The lines from the one containing "shorts in this photo." to the end of the entries, both included, are what you need to transcribe exactly, without pictures and without anything else.
====
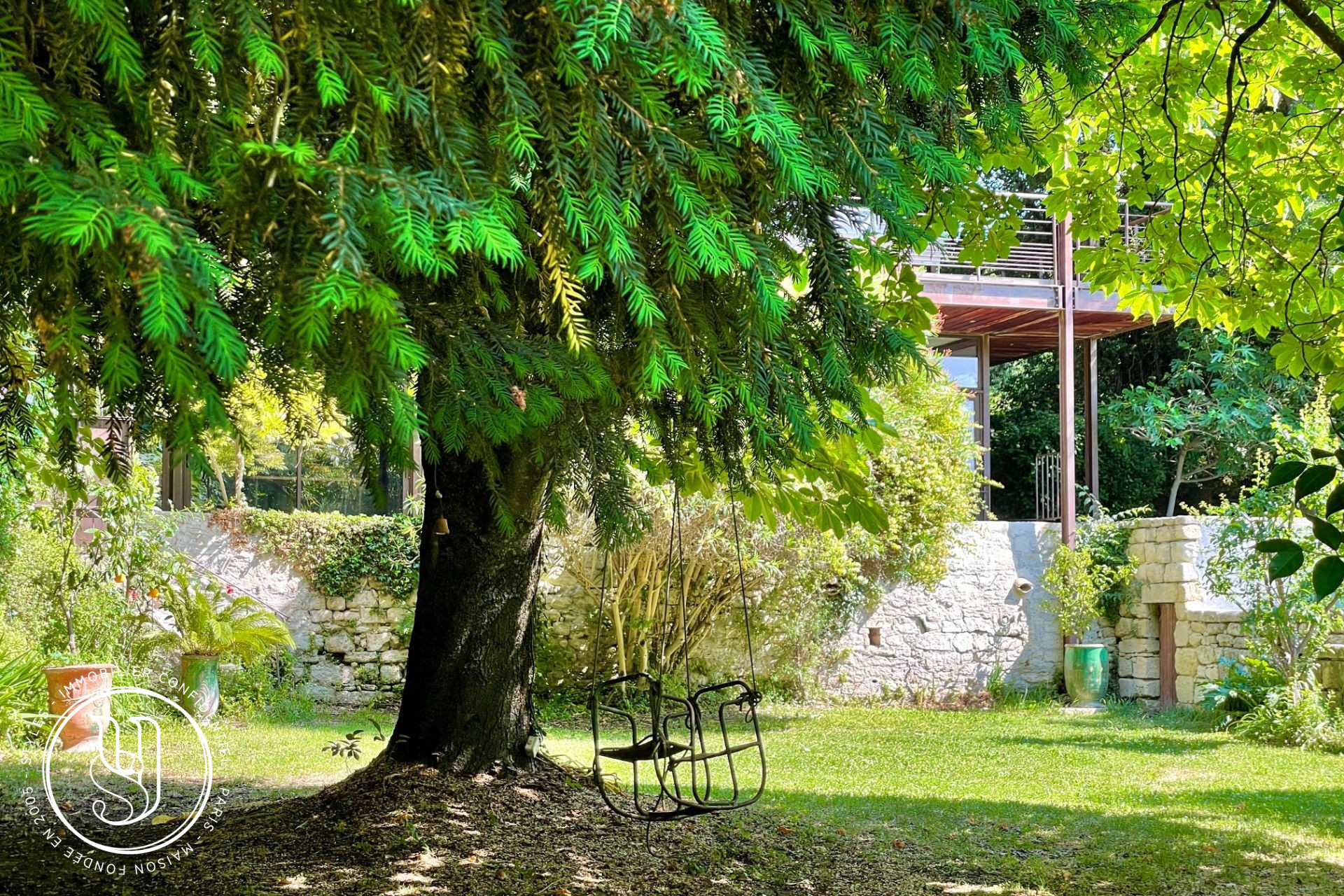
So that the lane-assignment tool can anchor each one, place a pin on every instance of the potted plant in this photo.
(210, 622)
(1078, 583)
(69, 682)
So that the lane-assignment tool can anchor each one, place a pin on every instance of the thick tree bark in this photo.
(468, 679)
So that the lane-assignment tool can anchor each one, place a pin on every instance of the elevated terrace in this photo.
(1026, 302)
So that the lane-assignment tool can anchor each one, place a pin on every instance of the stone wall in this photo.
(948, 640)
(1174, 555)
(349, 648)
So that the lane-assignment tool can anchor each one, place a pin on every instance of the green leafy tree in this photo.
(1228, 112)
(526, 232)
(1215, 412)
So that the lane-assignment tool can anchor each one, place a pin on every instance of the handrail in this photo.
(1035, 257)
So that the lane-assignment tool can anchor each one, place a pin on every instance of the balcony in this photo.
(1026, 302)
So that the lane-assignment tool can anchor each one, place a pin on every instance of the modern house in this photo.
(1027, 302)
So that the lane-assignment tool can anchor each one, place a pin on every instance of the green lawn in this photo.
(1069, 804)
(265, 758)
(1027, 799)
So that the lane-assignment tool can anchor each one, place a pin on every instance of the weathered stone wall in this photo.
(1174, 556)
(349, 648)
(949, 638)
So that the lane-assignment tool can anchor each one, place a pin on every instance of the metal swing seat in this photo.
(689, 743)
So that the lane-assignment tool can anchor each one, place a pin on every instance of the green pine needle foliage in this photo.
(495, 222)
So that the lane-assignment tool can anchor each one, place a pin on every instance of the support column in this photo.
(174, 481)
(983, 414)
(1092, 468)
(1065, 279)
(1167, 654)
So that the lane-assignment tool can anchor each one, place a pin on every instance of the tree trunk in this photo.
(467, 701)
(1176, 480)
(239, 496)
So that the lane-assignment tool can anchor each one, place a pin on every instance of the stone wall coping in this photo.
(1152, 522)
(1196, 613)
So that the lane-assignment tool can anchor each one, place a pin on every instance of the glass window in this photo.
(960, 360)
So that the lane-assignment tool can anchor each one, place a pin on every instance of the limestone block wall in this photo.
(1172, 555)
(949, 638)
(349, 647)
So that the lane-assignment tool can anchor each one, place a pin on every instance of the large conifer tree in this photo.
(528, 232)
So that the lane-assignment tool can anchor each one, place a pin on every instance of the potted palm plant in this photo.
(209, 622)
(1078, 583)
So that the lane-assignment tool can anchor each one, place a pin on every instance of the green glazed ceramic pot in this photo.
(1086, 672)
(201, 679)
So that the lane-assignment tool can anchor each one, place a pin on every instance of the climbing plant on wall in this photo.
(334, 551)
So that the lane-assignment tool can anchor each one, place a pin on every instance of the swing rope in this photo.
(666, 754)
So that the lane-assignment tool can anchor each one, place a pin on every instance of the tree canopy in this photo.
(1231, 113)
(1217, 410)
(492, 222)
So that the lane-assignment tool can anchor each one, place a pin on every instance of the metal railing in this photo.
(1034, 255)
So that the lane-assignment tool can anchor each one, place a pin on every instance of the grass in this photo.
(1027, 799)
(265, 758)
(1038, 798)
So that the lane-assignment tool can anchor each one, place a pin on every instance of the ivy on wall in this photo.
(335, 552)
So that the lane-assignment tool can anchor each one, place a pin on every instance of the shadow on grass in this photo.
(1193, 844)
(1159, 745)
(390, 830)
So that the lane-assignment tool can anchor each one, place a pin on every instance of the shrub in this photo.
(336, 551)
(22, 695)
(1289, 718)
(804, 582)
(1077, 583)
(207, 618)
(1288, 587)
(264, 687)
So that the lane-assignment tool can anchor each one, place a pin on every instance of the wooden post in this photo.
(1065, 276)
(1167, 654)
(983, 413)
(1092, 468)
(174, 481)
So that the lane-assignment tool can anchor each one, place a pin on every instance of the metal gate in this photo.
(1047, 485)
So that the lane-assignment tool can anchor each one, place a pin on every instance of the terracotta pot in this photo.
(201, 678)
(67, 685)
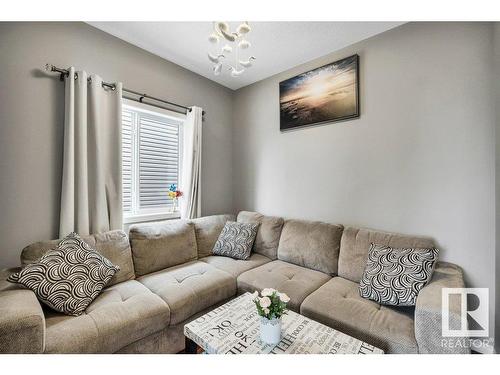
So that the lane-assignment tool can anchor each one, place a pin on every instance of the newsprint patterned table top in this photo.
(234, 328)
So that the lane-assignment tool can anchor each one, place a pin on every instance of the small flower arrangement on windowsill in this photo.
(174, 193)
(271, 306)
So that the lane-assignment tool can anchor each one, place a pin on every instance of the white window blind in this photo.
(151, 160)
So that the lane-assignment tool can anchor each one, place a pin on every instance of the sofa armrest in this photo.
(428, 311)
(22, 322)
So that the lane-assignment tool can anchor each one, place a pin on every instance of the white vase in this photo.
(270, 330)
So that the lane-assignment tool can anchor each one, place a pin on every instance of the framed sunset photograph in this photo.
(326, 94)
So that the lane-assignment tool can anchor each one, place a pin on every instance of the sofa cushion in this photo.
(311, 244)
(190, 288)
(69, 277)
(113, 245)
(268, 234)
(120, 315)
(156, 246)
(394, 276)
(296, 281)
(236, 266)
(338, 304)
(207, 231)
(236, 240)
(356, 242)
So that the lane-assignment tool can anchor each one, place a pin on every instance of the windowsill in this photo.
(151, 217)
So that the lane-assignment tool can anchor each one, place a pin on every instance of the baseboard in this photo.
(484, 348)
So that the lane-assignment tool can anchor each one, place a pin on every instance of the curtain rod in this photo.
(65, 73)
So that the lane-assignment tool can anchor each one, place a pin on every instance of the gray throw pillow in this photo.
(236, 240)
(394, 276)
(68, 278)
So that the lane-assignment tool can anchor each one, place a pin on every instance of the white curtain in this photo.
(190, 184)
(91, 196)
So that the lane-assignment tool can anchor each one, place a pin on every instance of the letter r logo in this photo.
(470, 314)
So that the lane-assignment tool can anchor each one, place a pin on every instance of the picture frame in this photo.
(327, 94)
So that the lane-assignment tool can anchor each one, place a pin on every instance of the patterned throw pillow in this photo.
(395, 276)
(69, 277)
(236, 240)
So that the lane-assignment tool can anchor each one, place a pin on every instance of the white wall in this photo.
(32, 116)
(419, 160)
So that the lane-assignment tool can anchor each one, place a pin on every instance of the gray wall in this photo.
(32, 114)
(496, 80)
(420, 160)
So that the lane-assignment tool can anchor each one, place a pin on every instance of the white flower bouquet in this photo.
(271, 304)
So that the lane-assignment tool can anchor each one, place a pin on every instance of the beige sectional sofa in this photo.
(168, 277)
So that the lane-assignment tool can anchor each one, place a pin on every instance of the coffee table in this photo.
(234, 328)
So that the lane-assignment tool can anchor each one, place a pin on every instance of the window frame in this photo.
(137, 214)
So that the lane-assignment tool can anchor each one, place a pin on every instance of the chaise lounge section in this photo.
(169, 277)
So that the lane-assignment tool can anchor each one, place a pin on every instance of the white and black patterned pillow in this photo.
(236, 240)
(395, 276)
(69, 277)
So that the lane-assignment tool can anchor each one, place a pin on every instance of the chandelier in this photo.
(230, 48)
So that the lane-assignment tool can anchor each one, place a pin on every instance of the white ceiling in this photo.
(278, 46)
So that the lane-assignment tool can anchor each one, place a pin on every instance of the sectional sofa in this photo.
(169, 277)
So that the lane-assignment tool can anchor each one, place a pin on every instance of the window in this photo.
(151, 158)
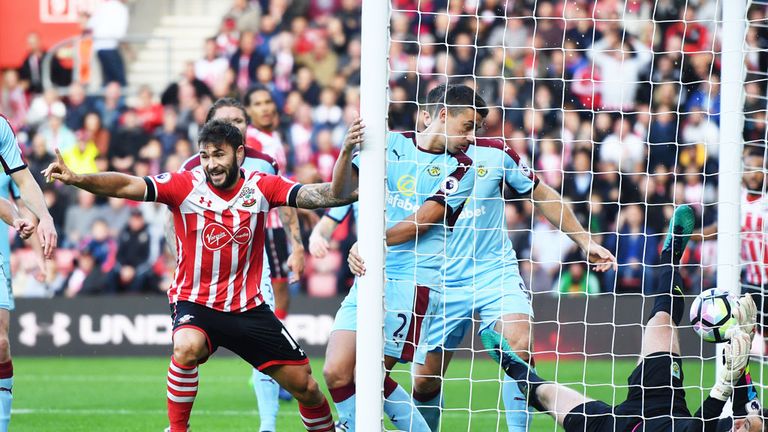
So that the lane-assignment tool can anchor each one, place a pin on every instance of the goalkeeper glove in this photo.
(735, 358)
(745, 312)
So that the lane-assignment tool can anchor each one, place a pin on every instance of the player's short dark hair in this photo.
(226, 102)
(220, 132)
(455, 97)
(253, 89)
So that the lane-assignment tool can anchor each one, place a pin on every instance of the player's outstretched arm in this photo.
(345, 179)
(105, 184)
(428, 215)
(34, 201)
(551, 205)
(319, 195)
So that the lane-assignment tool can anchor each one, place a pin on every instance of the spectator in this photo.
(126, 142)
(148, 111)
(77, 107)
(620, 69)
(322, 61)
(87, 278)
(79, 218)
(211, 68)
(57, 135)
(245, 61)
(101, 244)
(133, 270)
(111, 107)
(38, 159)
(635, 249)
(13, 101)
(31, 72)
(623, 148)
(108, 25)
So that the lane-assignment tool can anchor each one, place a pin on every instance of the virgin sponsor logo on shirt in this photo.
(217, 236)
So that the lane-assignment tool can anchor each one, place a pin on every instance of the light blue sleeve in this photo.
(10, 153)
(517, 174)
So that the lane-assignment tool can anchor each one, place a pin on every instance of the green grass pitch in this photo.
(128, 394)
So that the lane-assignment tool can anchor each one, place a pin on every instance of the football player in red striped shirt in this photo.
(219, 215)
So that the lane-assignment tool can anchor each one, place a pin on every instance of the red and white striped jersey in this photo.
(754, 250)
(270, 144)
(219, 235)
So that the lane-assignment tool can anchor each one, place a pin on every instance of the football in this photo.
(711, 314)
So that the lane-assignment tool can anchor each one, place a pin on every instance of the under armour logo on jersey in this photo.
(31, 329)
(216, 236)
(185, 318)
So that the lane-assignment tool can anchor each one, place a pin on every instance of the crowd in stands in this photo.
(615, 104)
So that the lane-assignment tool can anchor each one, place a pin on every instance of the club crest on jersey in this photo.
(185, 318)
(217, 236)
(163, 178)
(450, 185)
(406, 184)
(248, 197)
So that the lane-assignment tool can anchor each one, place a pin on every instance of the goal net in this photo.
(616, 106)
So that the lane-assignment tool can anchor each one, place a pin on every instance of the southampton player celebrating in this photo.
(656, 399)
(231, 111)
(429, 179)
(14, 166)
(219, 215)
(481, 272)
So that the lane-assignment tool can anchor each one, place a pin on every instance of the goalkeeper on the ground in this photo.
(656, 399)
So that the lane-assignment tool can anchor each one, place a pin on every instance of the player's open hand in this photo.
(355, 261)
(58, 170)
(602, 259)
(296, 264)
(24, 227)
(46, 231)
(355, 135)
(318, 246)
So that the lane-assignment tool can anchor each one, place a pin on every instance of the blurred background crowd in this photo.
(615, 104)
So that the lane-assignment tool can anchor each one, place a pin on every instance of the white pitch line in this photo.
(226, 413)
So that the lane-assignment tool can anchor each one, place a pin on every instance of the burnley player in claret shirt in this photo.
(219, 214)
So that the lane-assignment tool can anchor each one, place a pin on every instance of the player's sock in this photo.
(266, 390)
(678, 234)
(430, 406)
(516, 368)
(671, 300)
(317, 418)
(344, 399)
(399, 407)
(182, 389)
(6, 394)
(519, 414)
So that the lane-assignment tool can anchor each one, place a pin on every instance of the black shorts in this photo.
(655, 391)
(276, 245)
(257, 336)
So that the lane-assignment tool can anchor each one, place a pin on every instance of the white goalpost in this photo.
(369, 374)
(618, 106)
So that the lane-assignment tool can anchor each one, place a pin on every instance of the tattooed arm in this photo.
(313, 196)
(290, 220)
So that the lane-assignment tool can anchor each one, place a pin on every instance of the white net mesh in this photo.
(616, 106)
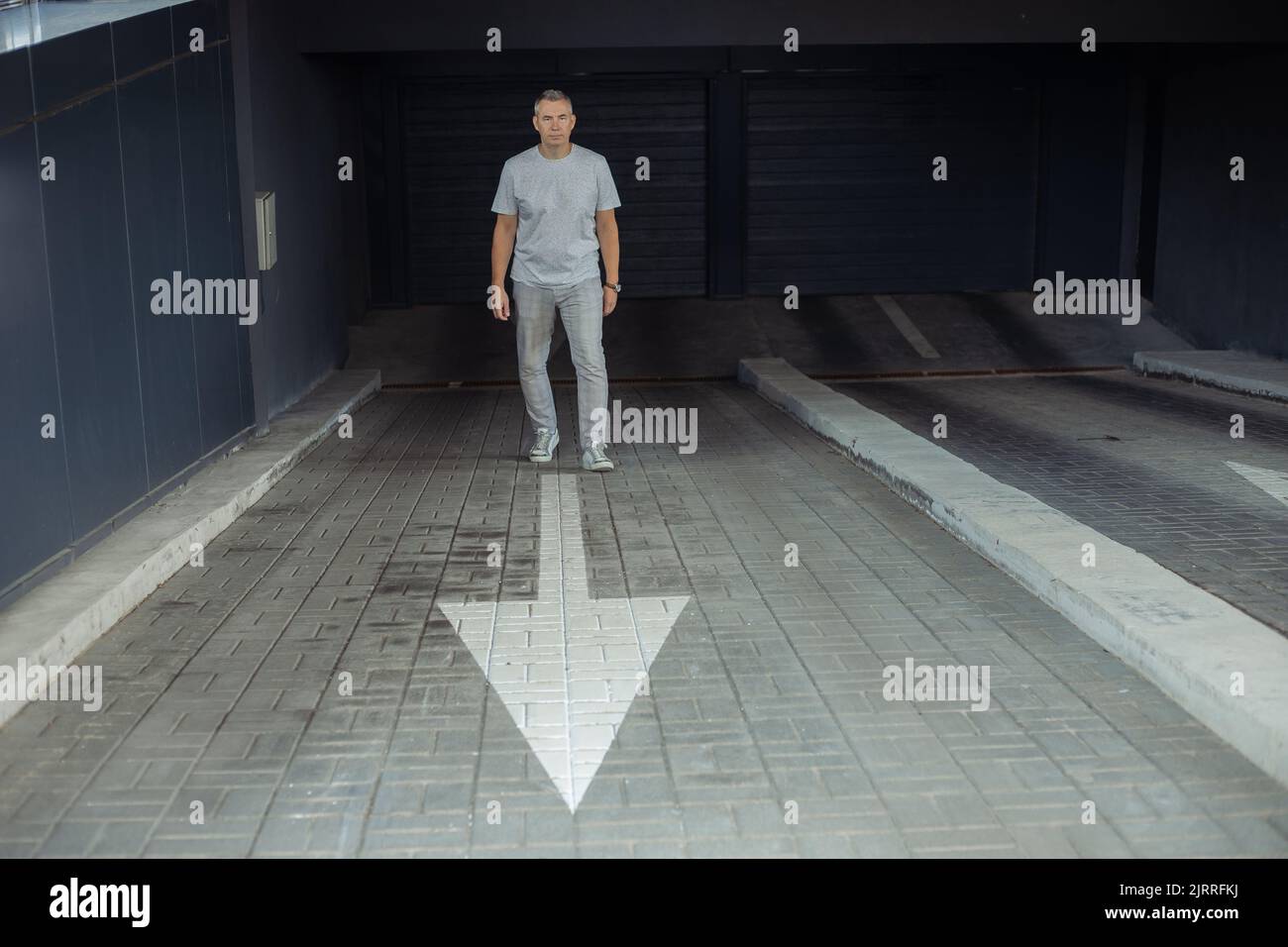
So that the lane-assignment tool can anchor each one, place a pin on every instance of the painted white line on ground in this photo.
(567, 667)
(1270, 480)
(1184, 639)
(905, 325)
====
**Task output:**
So that the lane-assignment tool can anchor each one, place a pin on every instance of the black shorts in this photo.
(655, 391)
(276, 245)
(257, 336)
So that the lane-assignment tool can anchor each one, place a pin on every instance of the white goalpost in this photo.
(369, 374)
(618, 106)
So that the lane-assignment tool can anchor each one, place a pin on every instance of the tattooed arm in this photo.
(313, 196)
(290, 220)
So that the lane-assignment tool can anchor each one, place a pin on every instance of the white net mesh in this photo.
(616, 106)
So that the lane-assignment tool can anchor each one, place a pin on every instance of the painted white line on ground in this photo.
(567, 667)
(1270, 480)
(1184, 639)
(905, 325)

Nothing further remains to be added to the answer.